START Records supplied
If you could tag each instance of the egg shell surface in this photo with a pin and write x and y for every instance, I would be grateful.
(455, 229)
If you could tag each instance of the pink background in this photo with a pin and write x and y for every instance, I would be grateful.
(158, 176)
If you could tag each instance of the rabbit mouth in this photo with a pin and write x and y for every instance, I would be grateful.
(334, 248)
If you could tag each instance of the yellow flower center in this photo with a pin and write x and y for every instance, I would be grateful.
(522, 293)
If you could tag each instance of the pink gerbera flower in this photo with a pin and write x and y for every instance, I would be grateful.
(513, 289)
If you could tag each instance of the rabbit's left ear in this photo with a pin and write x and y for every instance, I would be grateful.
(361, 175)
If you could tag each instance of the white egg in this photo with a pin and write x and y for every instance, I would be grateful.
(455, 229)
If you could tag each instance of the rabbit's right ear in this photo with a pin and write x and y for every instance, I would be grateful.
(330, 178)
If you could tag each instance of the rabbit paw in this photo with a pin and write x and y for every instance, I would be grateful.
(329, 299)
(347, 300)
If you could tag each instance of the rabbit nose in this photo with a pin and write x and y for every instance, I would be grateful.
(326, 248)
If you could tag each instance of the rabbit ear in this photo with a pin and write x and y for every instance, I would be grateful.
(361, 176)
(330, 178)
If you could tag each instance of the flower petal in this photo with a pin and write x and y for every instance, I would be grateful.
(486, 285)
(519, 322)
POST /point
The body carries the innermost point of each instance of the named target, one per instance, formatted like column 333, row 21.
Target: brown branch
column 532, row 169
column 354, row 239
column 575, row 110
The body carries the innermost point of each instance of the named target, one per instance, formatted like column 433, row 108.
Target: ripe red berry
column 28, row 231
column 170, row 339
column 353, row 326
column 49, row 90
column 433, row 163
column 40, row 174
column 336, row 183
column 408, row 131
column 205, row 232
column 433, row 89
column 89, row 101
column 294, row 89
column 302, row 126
END Records supplied
▸ **Activity**:
Could you write out the full data verbatim?

▸ **Completed exercise**:
If you could tag each instance of the egg shell surface in this photo with a pin and write x and y for every instance, I would be grateful.
(455, 229)
If you could tag each instance of the pink background in this photo with a pin and write x and y for every instance, I would be grateful.
(158, 176)
If you could tag each instance of the rabbit mouth in this photo with a pin and write x and y for every instance, I would be grateful.
(334, 248)
If you could tag each instance of the yellow flower center in this photo with a pin and write x and y for every instance, I would be grateful.
(522, 293)
If you could tag each instance of the pink gerbera flower in this photo with a pin and write x and y for every instance, I would be grateful.
(513, 289)
If you could tag each instance of the rabbit's left ear in this photo with a pin and write x and y for every instance, I would be grateful.
(361, 175)
If you could tag each instance of the white egg in this photo with a pin and write x and y for every instance, I would be grateful.
(455, 229)
If you could tag each instance of the rabbit's right ear in this photo with a pin and write x and y for every instance, I would be grateful.
(330, 178)
If you could tag each instance of the rabbit paw in this photo with a pin and write x and y for every instance, I would be grateful.
(329, 299)
(347, 300)
If you could tag each instance of the rabbit nose in this photo with a pin and write x and y for every instance, I would be grateful.
(326, 248)
If you could tag each instance of the rabbit ear in this photo with a pin and write x and y for every instance, I would be grateful.
(361, 176)
(330, 178)
If you could tag each instance of the flower petal in this photo with a pin and write x and y for every instance, I would be grateful.
(486, 285)
(519, 322)
POST /point
The body carries the innermost point of each instance of the named target, one per instance, formatted like column 333, row 21.
Target: brown branch
column 532, row 169
column 354, row 239
column 575, row 110
The body carries the innermost point of each instance of the named target, one per instance, formatted like column 433, row 108.
Target: ripe red berry
column 28, row 231
column 170, row 339
column 353, row 326
column 49, row 90
column 433, row 163
column 40, row 174
column 336, row 183
column 408, row 131
column 205, row 232
column 433, row 89
column 89, row 101
column 294, row 89
column 302, row 126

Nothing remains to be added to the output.